Your task –
Rewrite every one of the records below, replacing each occurrence of "Pins" with "Points" and leaving all other text unchanged.

Supplied records –
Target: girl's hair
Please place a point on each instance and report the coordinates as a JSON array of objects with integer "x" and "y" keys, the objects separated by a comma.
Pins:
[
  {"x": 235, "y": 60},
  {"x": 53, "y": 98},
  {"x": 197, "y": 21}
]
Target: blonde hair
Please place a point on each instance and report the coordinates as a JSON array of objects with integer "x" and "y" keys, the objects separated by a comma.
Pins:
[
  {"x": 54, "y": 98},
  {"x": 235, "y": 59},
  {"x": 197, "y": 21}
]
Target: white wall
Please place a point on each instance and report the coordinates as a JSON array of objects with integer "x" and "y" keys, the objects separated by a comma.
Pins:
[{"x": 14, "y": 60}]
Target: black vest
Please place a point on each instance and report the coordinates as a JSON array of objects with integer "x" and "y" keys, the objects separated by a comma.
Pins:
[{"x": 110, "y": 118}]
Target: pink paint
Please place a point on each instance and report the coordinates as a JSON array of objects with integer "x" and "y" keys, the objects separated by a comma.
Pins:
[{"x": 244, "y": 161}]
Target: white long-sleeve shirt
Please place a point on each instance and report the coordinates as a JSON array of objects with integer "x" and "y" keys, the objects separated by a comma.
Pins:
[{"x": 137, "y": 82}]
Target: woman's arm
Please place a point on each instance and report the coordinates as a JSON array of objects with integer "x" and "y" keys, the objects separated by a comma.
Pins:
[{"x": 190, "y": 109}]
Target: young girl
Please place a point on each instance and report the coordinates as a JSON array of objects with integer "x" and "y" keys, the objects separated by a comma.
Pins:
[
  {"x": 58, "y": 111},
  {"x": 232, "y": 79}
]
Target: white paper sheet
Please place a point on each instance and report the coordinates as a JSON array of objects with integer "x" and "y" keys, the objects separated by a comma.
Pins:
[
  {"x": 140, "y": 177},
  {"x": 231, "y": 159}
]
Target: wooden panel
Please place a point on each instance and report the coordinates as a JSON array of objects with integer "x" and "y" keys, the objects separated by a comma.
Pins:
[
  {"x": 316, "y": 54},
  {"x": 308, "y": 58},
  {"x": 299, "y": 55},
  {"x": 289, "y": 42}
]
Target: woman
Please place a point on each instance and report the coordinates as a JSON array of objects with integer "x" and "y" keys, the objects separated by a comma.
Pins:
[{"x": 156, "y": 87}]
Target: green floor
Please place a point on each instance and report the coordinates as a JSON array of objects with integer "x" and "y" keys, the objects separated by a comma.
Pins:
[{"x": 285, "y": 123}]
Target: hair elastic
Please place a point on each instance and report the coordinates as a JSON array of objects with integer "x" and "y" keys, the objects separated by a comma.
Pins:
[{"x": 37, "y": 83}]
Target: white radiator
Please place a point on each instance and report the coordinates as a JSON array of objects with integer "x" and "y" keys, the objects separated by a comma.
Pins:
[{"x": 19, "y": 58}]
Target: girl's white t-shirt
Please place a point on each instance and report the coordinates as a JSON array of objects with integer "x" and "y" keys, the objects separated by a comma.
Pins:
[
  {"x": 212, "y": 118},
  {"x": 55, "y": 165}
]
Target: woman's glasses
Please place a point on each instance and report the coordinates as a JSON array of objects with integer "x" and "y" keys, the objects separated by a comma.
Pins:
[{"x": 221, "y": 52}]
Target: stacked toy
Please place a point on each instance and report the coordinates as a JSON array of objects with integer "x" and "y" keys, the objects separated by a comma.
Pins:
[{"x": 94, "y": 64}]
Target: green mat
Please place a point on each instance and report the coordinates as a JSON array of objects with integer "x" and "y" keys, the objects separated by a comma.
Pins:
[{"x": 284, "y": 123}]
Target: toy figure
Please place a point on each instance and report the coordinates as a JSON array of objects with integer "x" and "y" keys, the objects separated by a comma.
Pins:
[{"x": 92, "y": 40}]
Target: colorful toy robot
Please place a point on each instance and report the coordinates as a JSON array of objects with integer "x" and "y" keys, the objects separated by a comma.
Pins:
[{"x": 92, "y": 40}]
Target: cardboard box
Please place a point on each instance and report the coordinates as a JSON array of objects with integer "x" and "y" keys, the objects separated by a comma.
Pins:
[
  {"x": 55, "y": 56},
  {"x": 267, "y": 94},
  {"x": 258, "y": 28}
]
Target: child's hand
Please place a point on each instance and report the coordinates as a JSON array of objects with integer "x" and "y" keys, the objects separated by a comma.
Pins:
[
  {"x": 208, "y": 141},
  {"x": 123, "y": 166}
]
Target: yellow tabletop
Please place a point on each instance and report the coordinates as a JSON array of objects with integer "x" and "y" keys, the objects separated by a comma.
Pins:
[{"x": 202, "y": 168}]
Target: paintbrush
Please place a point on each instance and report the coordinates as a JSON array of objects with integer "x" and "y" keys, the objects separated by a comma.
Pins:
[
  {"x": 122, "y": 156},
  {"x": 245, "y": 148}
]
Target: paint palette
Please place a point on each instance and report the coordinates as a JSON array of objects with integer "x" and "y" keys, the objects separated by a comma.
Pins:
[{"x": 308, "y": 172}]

Written answer –
Target: girl's hair
Please place a point on each instance and report the coordinates as a JSON array of objects with integer "x" and "y" keys, the objects separated by a comma.
Points:
[
  {"x": 235, "y": 60},
  {"x": 53, "y": 98},
  {"x": 197, "y": 21}
]
Target: blonde hair
Please place a point on each instance and report the coordinates as a JSON array of objects with integer "x" and "y" keys, the objects separated by a comma.
Points:
[
  {"x": 54, "y": 98},
  {"x": 235, "y": 59},
  {"x": 197, "y": 21}
]
Target: white wall
Please place a point on each instance and report the coordinates as a JSON array of objects with integer "x" and "y" keys, the objects separated by a comma.
Points:
[{"x": 14, "y": 60}]
Target: black vest
Please place a point on each instance and report the coordinates as a JSON array of objects with integer "x" and "y" keys, the objects separated by a comma.
Points:
[{"x": 110, "y": 118}]
Target: pink paint
Please place a point on each instance and report the coordinates as a JSON array of objects with integer "x" and "y" keys, the objects separated by a comma.
Points:
[{"x": 244, "y": 161}]
Target: white long-sleeve shirt
Please place a point on each instance and report the coordinates as a JSON array of objects with integer "x" and "y" keys, the objects separated by a comma.
Points:
[{"x": 137, "y": 82}]
Target: woman's arm
Please place a point on each instance and report the coordinates as a JSON array of objects with integer "x" and "y" keys, the objects separated by a comma.
Points:
[{"x": 190, "y": 109}]
Target: young girl
Please place a point on each instance and report the coordinates as a JSON array of objects with integer "x" and "y" keys, the objects separated by a comma.
Points:
[
  {"x": 58, "y": 111},
  {"x": 232, "y": 79}
]
Target: white paper sheet
Please place a point on each instance and report the coordinates as a JSON array of objects with integer "x" and "y" keys, the objects separated by a comma.
Points:
[
  {"x": 140, "y": 177},
  {"x": 231, "y": 159}
]
Target: wooden panel
Please place a point on each instance and report the coordinates as a JSON array of objects with integer "x" and "y" keys, the objects separated by a comma.
Points:
[
  {"x": 316, "y": 54},
  {"x": 308, "y": 58},
  {"x": 299, "y": 55},
  {"x": 289, "y": 42}
]
Target: woman
Please place a point on each instance and report the coordinates as a JSON array of objects with integer "x" and "y" keys, the objects separated by a comma.
Points:
[{"x": 156, "y": 87}]
Target: green floor
Please place a point on each instance and report the coordinates as a JSON array of objects with integer "x" and "y" keys, the objects separated by a comma.
Points:
[{"x": 285, "y": 123}]
Target: hair elastic
Please place a point on each instance and report the coordinates as a JSON array of objects with integer "x" and "y" keys, the objects separated by a comma.
Points:
[{"x": 37, "y": 83}]
Target: white radiator
Please place a point on each instance and report the coordinates as a JSON array of objects with integer "x" and "y" keys, the objects separated by a comma.
Points:
[{"x": 19, "y": 58}]
Target: girl's white t-shirt
Please place a point on each instance and report the coordinates as a JSON array of objects with integer "x" and "y" keys, the objects separated by a comma.
Points:
[
  {"x": 212, "y": 118},
  {"x": 55, "y": 165}
]
Target: woman's glasses
Please place a point on each instance and report the coordinates as a JSON array of objects with integer "x" and "y" keys, the objects separated by a comma.
Points:
[{"x": 221, "y": 52}]
Target: stacked toy
Please place a point on each instance and report the coordinates as a JSON array of objects with integer "x" and "y" keys, the objects separated by a comma.
Points:
[{"x": 94, "y": 64}]
Target: green mat
Please place a point on each instance and report the coordinates as a JSON array of objects with integer "x" and "y" keys, the objects separated by a comma.
Points:
[{"x": 284, "y": 123}]
Target: toy figure
Please place a point on each instance and report the coordinates as a JSON array of objects with integer "x" and "y" keys, the objects separated by a comma.
Points:
[{"x": 92, "y": 40}]
Target: colorful toy robot
Please place a point on each instance and report the coordinates as a JSON array of objects with integer "x" and "y" keys, the objects separated by a comma.
Points:
[{"x": 92, "y": 40}]
Target: cardboard box
Please place a point on each instance and report the coordinates as a JSON array of objects with integer "x" and "y" keys, the objects separated by a comma.
Points:
[
  {"x": 55, "y": 56},
  {"x": 267, "y": 94},
  {"x": 258, "y": 28}
]
Target: child's hand
Please place a point on each instance and report the coordinates as a JSON array of objects with integer "x" and "y" keys, the objects separated by a comma.
Points:
[
  {"x": 208, "y": 141},
  {"x": 123, "y": 166}
]
Target: yellow tabletop
Please place a point on each instance and report the coordinates as a JSON array of objects with integer "x" and "y" keys, the objects separated by a comma.
Points:
[{"x": 202, "y": 168}]
Target: paintbrush
Please place a point on each instance and report the coordinates as a JSON array of objects with integer "x" and "y" keys, the objects separated by a comma.
Points:
[
  {"x": 122, "y": 156},
  {"x": 245, "y": 148}
]
Target: paint palette
Please place a point on each instance and report the coordinates as a JSON array of objects with integer "x" and "y" keys, the objects separated by a comma.
Points:
[{"x": 308, "y": 172}]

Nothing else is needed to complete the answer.